▶ What the task requires:
Copy each of the entries below line for line, without changing anything. Leave the pictures out of your answer.

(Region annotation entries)
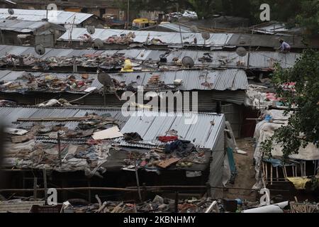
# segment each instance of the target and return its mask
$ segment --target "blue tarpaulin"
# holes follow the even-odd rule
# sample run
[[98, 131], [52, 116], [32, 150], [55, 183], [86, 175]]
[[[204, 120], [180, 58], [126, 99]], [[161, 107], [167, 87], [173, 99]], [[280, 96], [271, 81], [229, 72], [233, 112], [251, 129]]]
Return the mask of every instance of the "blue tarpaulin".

▶ Expected output:
# segment each instance of the target and return its mask
$ segment --target "blue tarpaulin"
# holes follow the even-odd rule
# sample run
[[98, 131], [52, 116], [32, 150], [55, 183], [86, 175]]
[[[204, 120], [180, 58], [126, 99]], [[161, 107], [167, 87], [173, 99]], [[280, 96], [271, 81], [229, 72], [233, 112], [251, 129]]]
Return the mask of every instance of the "blue tarpaulin".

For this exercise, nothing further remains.